Reproduce exactly the lines from the one containing "the forest floor" through the end of the entries, including both. Drop the pictures.

[Records of labeled points]

:::

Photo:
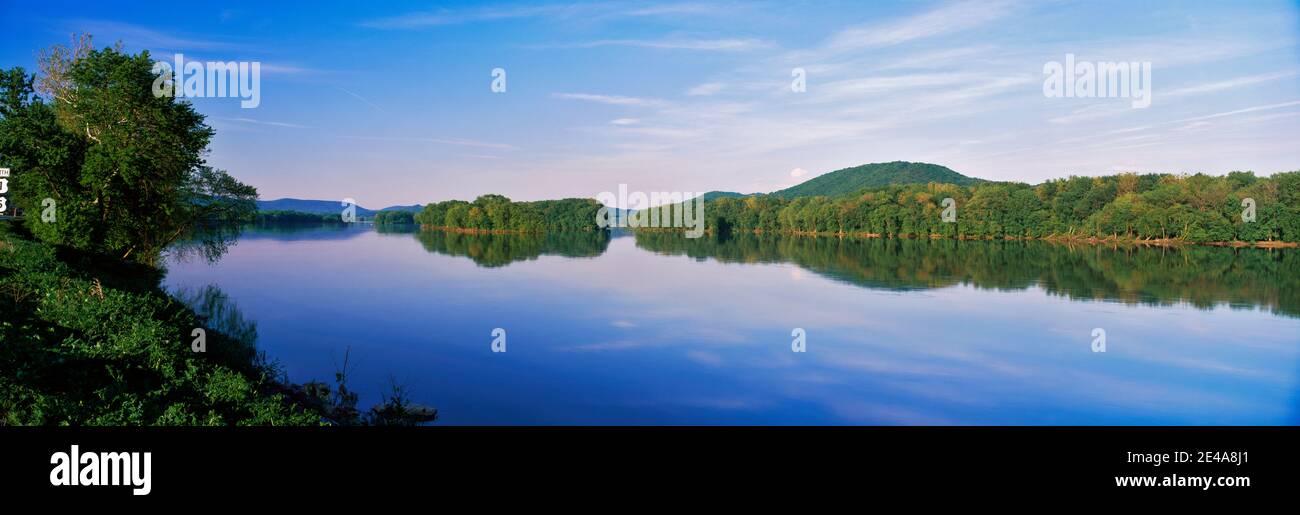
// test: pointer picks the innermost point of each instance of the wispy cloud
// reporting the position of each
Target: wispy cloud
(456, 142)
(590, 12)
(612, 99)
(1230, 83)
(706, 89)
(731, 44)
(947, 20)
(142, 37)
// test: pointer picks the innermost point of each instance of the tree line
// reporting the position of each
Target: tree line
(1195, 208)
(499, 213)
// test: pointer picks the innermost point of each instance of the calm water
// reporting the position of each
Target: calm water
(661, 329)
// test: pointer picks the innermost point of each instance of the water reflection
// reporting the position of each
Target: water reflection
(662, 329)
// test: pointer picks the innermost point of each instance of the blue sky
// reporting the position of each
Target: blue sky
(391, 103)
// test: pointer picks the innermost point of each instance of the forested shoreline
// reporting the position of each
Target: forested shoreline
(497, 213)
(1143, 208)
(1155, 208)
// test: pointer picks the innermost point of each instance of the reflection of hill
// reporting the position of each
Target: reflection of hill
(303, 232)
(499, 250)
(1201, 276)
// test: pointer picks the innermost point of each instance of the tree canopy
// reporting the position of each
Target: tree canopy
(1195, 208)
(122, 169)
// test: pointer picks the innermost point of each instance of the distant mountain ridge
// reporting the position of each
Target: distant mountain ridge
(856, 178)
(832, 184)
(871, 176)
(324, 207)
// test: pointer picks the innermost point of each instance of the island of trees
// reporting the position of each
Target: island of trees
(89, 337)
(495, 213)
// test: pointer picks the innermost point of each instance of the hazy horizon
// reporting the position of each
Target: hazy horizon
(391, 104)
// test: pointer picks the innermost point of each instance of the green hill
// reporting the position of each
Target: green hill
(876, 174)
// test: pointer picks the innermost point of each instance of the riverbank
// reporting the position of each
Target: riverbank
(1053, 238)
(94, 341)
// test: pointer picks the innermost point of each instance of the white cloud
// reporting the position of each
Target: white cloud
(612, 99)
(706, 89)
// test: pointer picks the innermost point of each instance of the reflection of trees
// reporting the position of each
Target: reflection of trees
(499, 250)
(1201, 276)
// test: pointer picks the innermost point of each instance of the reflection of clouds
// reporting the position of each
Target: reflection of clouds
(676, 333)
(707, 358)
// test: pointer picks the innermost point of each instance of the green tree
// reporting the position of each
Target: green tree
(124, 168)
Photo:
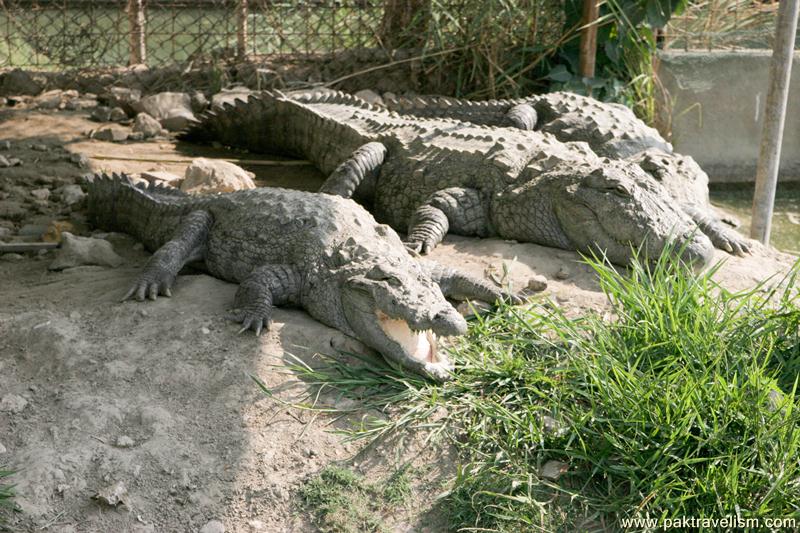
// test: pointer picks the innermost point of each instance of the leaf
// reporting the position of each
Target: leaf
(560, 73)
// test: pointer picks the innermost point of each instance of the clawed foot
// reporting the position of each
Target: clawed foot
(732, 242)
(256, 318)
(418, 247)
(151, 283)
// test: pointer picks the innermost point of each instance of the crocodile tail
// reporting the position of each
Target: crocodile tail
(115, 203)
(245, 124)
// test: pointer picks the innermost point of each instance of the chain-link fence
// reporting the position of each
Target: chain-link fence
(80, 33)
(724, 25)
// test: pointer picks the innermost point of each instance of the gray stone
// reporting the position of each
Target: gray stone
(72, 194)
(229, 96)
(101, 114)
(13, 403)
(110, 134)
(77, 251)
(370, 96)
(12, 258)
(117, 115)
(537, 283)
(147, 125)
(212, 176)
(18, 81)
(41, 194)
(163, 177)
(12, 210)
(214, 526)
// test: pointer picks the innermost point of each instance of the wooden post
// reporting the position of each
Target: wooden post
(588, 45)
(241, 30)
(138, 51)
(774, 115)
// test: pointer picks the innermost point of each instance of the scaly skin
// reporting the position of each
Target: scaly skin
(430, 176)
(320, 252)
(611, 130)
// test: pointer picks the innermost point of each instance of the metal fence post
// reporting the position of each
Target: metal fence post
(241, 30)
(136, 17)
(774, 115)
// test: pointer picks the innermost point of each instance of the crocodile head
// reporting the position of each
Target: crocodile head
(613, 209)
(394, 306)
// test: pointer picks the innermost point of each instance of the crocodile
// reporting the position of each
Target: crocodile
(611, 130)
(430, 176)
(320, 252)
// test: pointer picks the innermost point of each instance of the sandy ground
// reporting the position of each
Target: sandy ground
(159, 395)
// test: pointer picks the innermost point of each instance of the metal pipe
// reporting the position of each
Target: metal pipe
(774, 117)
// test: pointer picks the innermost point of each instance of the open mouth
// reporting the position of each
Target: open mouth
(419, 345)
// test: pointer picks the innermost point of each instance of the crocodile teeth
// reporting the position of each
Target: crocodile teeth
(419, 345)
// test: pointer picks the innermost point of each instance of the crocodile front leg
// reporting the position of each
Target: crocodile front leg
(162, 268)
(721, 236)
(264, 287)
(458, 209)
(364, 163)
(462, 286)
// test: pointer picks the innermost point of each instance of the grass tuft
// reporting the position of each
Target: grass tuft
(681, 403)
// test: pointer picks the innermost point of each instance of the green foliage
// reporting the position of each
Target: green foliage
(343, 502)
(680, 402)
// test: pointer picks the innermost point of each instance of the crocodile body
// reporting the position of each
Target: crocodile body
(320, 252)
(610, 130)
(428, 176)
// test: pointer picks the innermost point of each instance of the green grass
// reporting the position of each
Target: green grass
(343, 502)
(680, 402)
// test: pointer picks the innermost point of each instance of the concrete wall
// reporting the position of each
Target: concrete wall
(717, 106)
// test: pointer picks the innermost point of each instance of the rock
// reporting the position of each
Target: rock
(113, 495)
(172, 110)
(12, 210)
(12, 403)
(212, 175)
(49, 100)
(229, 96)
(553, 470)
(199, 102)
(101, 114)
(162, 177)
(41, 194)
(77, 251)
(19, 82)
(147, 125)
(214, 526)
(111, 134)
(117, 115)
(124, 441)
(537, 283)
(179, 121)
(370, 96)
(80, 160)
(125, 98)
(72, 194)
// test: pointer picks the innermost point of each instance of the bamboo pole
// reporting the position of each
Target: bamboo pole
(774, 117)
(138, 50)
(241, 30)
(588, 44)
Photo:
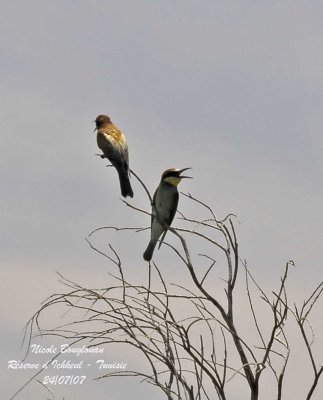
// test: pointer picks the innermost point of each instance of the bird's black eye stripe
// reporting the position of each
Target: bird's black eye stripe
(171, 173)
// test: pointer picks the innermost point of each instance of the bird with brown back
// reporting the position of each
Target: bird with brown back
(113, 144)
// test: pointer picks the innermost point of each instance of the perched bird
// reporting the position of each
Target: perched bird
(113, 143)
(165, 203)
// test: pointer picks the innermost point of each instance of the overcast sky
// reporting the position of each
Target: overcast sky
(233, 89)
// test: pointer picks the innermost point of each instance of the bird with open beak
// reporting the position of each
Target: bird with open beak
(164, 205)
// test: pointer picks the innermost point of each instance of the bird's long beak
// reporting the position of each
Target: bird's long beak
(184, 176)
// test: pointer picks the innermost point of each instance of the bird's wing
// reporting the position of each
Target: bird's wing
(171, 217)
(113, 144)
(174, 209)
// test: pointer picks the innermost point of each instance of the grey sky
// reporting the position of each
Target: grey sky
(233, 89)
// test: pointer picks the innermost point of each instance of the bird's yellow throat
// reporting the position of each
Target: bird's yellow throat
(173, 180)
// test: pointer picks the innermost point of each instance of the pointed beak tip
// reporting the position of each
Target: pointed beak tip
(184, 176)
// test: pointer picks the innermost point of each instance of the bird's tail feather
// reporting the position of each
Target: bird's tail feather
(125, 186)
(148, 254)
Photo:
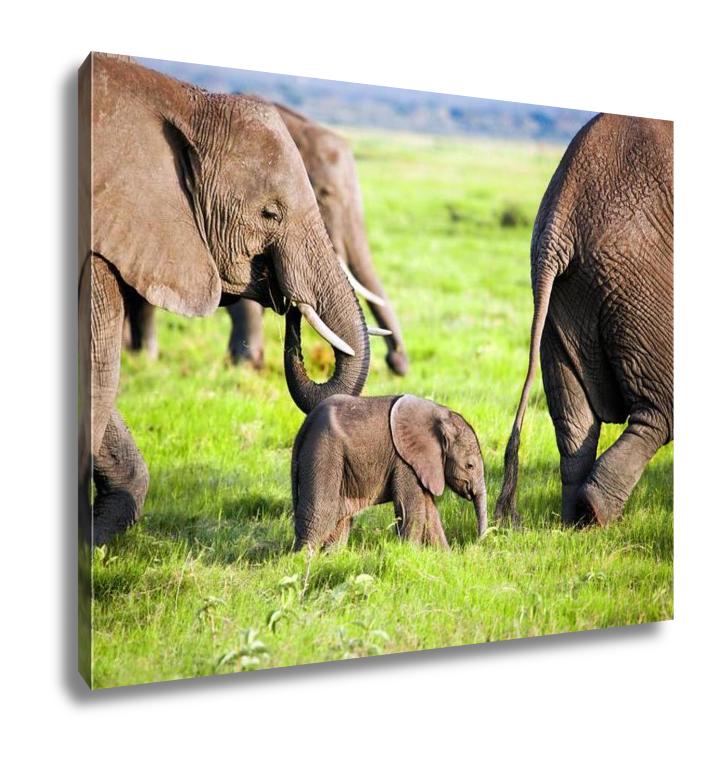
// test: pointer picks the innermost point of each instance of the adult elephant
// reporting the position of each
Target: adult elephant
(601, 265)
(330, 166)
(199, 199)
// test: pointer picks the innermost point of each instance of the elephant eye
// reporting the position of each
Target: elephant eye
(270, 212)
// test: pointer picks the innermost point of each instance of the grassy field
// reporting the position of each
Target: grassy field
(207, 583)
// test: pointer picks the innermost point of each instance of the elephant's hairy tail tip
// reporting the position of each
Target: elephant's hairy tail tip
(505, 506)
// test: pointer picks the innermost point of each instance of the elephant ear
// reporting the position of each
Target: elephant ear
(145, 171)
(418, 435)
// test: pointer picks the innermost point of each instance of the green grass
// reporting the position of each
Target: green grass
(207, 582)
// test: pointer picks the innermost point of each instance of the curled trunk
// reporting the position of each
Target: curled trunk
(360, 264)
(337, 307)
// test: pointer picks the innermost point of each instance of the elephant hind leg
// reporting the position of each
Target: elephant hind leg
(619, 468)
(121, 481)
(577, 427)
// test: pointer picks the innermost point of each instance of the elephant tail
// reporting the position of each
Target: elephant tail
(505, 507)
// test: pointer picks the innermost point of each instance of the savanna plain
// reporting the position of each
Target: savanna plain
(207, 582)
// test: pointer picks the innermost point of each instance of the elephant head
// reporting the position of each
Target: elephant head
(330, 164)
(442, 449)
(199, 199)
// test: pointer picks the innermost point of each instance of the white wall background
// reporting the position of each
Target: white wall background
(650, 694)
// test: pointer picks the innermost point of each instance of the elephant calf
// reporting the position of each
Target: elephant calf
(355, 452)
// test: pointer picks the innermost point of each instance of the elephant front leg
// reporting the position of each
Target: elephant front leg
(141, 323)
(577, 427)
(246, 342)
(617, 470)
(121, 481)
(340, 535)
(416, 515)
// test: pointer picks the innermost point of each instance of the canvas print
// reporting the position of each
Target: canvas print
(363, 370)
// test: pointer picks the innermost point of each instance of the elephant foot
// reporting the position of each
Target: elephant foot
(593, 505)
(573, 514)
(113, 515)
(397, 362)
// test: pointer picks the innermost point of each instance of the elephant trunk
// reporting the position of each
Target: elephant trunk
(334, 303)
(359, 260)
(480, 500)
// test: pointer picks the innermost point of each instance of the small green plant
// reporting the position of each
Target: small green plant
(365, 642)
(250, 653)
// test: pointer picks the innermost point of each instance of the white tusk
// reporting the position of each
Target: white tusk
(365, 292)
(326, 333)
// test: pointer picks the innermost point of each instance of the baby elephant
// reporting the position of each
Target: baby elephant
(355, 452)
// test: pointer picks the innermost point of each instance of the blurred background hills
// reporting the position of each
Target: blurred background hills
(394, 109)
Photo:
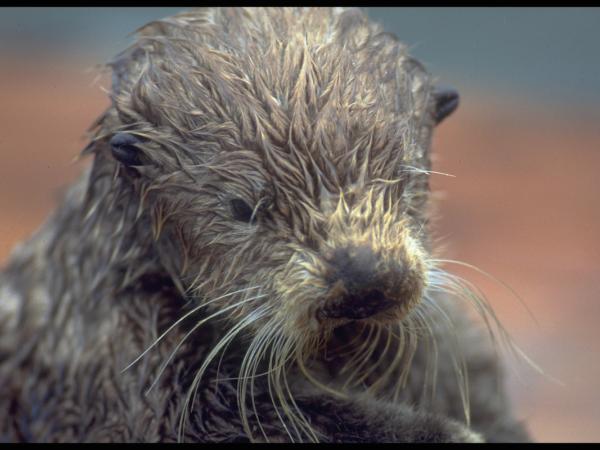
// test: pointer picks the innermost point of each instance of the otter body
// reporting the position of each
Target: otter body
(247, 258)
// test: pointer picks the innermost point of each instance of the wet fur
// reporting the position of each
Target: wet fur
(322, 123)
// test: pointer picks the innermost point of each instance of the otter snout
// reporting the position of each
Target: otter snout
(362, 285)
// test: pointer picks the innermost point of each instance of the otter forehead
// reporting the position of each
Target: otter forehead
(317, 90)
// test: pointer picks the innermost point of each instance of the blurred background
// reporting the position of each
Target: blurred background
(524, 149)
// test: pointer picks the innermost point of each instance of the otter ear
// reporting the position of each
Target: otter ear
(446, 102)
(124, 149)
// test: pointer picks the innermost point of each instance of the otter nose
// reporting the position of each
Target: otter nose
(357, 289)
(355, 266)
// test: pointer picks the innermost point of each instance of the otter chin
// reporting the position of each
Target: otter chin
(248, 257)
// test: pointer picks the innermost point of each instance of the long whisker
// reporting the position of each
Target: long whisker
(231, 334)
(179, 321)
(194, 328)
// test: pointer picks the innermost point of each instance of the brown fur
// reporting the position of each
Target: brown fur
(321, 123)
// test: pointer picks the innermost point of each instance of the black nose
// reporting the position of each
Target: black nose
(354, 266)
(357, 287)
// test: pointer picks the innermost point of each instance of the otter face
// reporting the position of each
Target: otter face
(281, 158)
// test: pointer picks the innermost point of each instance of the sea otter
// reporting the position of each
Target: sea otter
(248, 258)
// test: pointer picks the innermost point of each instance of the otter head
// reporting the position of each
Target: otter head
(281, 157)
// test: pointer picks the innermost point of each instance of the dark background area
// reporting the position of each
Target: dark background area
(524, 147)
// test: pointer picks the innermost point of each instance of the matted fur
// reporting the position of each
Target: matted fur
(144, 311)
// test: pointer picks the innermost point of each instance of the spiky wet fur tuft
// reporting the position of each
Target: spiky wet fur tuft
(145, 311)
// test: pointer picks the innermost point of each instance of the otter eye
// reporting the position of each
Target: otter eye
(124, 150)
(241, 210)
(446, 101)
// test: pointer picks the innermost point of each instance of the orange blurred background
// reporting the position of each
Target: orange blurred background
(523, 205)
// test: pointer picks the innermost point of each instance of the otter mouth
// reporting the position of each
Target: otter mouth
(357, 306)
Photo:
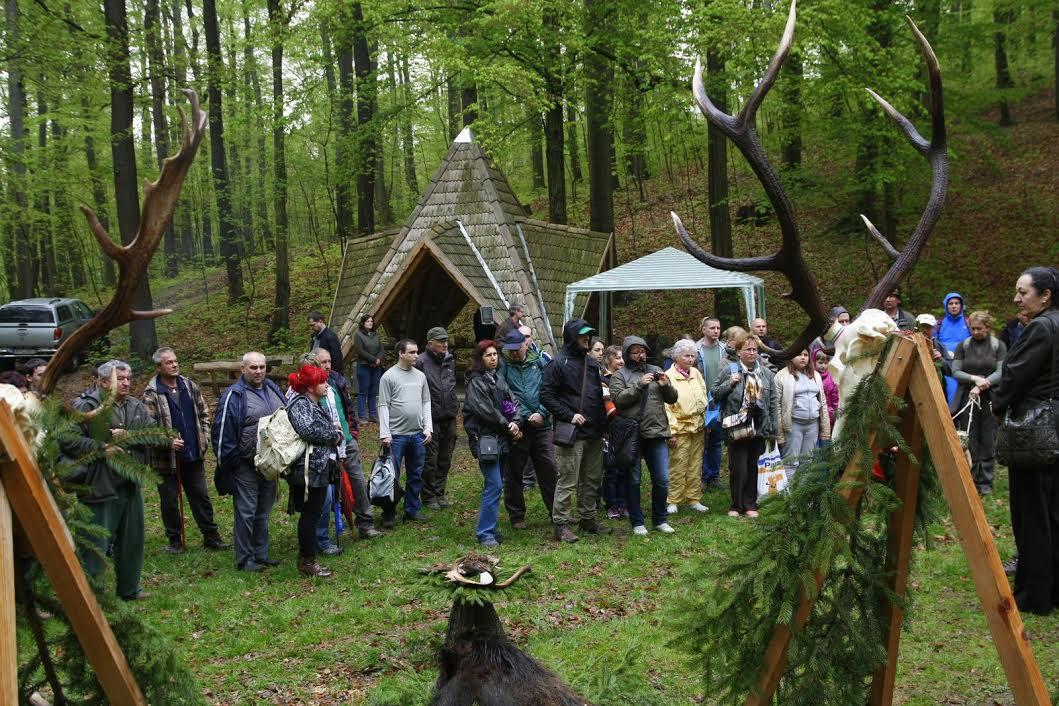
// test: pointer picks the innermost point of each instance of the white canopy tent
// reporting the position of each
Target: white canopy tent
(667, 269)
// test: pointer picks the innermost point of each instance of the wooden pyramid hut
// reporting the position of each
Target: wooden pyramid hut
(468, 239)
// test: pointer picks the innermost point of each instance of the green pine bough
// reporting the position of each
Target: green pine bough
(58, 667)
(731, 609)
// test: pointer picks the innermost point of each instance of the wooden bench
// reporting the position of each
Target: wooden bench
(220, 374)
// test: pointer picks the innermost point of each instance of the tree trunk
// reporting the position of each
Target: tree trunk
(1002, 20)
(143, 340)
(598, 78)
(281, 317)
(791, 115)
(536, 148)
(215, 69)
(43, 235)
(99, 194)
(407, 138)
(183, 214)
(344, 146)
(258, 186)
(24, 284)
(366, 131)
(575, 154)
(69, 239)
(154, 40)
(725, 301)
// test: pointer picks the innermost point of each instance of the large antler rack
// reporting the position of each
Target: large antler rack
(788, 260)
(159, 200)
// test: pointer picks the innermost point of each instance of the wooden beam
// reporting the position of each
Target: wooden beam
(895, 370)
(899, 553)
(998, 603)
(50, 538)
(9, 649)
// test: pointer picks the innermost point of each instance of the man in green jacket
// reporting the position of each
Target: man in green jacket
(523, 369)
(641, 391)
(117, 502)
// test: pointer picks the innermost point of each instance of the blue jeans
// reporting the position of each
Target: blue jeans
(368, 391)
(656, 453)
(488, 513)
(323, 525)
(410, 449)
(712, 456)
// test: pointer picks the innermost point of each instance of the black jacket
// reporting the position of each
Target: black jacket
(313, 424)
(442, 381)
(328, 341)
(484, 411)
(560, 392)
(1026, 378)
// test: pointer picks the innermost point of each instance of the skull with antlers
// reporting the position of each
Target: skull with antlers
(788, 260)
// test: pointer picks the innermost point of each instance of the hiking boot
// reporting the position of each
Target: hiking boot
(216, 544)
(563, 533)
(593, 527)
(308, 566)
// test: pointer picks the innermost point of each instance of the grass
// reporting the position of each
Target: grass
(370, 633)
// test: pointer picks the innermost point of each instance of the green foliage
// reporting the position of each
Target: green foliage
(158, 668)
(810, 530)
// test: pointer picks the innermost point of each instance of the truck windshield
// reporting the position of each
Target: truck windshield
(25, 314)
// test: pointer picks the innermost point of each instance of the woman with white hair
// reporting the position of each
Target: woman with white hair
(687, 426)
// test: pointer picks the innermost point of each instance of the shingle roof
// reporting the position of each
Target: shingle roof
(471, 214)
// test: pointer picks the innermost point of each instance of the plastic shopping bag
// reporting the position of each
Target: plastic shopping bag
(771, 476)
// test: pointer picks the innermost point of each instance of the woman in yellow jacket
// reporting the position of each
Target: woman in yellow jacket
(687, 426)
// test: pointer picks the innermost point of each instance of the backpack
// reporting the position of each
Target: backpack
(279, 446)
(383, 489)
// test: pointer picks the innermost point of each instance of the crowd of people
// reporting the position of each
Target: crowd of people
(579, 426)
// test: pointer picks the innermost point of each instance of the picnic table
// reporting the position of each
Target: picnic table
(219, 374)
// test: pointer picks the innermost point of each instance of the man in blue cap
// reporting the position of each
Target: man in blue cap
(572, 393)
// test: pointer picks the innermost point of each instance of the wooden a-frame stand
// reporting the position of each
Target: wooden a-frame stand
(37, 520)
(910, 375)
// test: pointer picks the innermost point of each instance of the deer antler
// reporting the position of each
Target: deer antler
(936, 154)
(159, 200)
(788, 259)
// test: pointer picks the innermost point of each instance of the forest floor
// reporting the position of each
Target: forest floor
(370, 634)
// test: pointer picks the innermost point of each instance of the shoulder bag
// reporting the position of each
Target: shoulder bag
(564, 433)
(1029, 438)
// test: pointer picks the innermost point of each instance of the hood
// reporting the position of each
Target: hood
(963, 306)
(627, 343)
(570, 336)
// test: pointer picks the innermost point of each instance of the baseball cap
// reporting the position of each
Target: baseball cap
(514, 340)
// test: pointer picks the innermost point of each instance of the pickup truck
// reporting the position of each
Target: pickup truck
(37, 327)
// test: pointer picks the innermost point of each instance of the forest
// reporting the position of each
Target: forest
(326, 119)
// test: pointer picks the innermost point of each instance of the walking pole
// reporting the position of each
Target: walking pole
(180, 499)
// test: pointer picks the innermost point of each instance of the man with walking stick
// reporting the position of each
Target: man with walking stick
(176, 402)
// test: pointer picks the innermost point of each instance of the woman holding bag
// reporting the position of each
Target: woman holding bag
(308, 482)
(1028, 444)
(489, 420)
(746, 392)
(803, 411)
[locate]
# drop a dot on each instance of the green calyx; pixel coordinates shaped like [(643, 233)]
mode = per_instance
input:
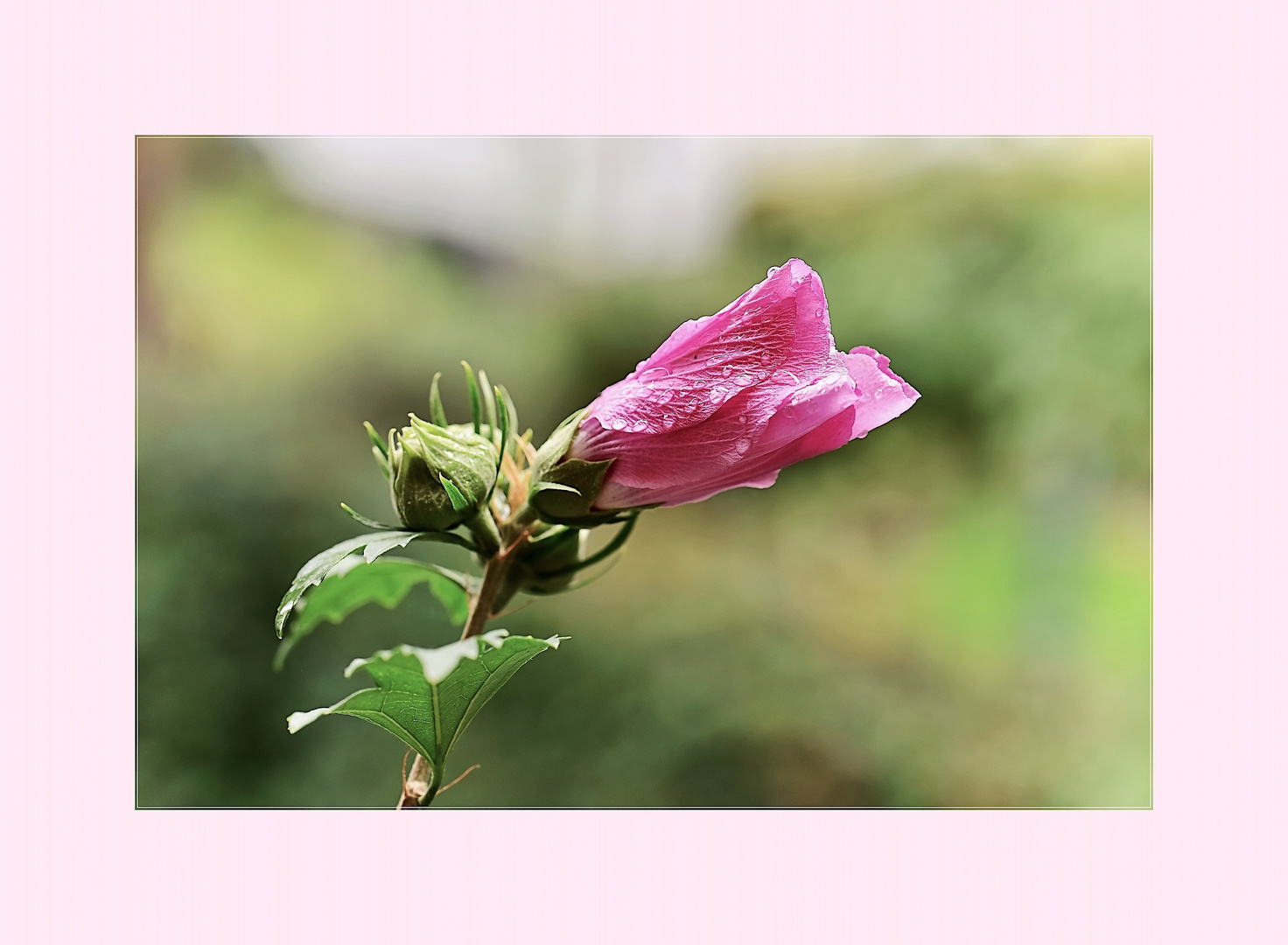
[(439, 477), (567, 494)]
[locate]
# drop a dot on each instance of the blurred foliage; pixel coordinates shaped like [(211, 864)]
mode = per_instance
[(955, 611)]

:::

OUTPUT FOR THIS EXERCISE:
// test: pointer picks the innermost point of each instance of the forest floor
// reporting the position of each
Target: forest floor
(370, 634)
// test: pointer picks the innermost point of each instance of the shoulder bag
// reporting the position of each
Target: shoulder bag
(564, 433)
(1029, 438)
// test: pointer picks the innermost point of each instance of the hood
// reporting the position of each
Target: hood
(963, 306)
(627, 343)
(570, 336)
// test: pointer picks the innermost point of each instance of the baseball cap
// reporting the position of each
Target: baseball cap
(514, 340)
// test: pointer picks the innermost point of each instance of the pickup truck
// reporting the position of each
Target: pickup truck
(37, 327)
// test: pointer picks the innermost point of each instance of the forest
// reporting the position of each
Target: forest
(326, 119)
// test: pointer picks the innermost point of each instance of the walking pole
// reporting the position of each
Target: walking pole
(180, 499)
// test: pointer picks the innermost point of each instance of the man with walking stick
// reporting the position of each
Target: man with walking stick
(176, 402)
// test: pointer picks the innermost point of each instance of the woman holding bag
// reporting the position of each
Target: woman holding bag
(308, 482)
(1028, 444)
(489, 420)
(746, 392)
(803, 411)
[locate]
# drop a dot on each instance of the green calyx; pixel coordinates shaped like [(643, 233)]
mode = per_instance
input:
[(439, 477), (567, 494)]
[locate]
# drop a dot on each instance of the blurred foliage; pixel coordinates shaped like [(211, 864)]
mode = per_instance
[(955, 611)]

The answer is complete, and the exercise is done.